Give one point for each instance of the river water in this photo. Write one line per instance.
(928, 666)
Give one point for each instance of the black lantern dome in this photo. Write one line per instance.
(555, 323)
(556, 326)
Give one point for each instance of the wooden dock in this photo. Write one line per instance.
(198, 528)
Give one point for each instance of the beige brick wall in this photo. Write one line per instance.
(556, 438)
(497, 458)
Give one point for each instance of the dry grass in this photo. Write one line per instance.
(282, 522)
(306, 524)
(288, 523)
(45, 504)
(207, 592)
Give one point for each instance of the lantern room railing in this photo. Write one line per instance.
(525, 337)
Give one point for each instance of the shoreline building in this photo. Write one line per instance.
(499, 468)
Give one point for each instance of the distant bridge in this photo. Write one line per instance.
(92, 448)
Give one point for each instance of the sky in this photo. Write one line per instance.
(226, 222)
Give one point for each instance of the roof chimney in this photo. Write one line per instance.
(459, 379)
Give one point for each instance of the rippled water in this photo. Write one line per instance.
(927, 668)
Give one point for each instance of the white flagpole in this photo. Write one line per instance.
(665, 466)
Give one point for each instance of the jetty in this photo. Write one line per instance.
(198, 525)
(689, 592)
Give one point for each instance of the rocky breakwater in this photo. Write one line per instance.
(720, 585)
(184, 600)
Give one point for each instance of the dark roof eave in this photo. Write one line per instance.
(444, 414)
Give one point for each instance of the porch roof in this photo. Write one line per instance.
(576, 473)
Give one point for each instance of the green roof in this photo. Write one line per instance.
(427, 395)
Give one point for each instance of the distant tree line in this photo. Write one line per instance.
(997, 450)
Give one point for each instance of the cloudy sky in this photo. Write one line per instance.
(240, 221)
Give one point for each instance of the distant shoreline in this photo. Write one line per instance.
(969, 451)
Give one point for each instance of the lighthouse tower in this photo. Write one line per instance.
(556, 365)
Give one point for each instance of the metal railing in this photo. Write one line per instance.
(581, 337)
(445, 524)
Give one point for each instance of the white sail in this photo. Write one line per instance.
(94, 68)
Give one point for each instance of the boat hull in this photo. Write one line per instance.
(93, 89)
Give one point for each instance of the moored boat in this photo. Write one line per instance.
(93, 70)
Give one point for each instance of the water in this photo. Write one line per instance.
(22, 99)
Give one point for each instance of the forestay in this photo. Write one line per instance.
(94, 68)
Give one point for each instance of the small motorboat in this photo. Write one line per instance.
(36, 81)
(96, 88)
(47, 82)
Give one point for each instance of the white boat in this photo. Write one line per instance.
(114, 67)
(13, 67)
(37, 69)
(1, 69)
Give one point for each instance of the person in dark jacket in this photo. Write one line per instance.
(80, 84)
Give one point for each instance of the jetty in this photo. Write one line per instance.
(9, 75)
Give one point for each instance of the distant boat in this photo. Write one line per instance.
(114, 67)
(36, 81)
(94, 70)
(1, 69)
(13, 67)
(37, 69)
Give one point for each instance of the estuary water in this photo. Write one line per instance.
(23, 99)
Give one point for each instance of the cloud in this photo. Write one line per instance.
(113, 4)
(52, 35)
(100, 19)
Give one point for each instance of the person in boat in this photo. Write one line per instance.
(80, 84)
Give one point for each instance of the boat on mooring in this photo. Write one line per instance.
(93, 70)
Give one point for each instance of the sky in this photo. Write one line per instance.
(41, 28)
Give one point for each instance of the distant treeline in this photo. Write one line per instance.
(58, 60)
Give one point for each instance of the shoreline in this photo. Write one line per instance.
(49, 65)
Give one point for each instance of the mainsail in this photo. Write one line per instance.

YOUR INSTRUCTIONS: Everything from the line containing "Give one point for each instance of the shoreline in" through the last line above should be copied exactly, please, with nothing added.

SOLUTION:
Give one point for each instance of the shoreline in this photo. Write one line per instance.
(49, 65)
Give one point for each instance of the mainsail in this photo. Write one line per instance.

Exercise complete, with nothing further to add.